[Required action]
Each record has to be repeated exactly as given.

START Dataset excerpts

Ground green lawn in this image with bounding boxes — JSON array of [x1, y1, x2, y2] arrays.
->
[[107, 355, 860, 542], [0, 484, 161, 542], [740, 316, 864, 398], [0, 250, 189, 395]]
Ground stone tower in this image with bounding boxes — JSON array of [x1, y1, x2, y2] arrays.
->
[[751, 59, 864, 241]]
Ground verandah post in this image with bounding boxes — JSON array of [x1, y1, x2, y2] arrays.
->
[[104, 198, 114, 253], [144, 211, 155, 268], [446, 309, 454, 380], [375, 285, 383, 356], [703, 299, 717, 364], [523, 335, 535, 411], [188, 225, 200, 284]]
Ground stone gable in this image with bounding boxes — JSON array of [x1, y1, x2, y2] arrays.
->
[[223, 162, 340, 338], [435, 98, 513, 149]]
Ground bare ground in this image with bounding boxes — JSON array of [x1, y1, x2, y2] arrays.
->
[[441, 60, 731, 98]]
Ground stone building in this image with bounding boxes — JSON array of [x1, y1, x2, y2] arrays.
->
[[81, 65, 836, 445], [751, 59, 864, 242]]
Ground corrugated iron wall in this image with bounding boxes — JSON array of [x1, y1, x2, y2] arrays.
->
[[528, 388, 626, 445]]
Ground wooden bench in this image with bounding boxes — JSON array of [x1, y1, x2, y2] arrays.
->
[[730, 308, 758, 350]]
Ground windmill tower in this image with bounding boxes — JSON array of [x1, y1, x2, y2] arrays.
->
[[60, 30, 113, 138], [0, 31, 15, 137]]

END Dataset excerpts

[Exercise result]
Ground green lawn in this image with bounding boxes — JSON array of [x1, y1, x2, y2] arrays.
->
[[107, 355, 860, 542], [0, 484, 161, 542], [740, 316, 864, 398], [0, 250, 189, 395]]
Ground stone tower in this image with bounding boxes — JSON array of [x1, y1, x2, y2] arrays.
->
[[751, 59, 864, 241]]
Ground verandah post in this image with bounding boxes — JSON array of [x1, y1, x2, y2] arrays.
->
[[104, 198, 114, 253], [144, 211, 155, 268], [446, 309, 454, 380], [375, 285, 383, 356], [703, 299, 717, 364], [523, 335, 535, 411], [188, 225, 200, 284]]
Ground stone gable in this image with bounding boxes — JSON array of [x1, y1, x2, y2] arrays.
->
[[223, 162, 340, 338], [435, 98, 513, 149]]
Ground bare ground in this image with bounding boxes — JSON array of [x1, y1, x2, y2] arrays.
->
[[441, 60, 731, 98]]
Ground stone building in this image with bounding boxes — JSON array of [x1, y1, x2, y2] arrays.
->
[[81, 65, 836, 445], [751, 59, 864, 242]]
Ground corrugated iron wall in this image with bounding boxes — JSON array of [x1, y1, x2, y2] arrays.
->
[[528, 388, 626, 445]]
Ground wooden bench in this image with bounding boxes — JSON array of [x1, y1, x2, y2] arrays.
->
[[730, 308, 758, 350]]
Ground windmill tower in this image with bounding boxes — JSON array of [x1, y1, x2, y2] arrays.
->
[[60, 30, 113, 138], [0, 31, 15, 137]]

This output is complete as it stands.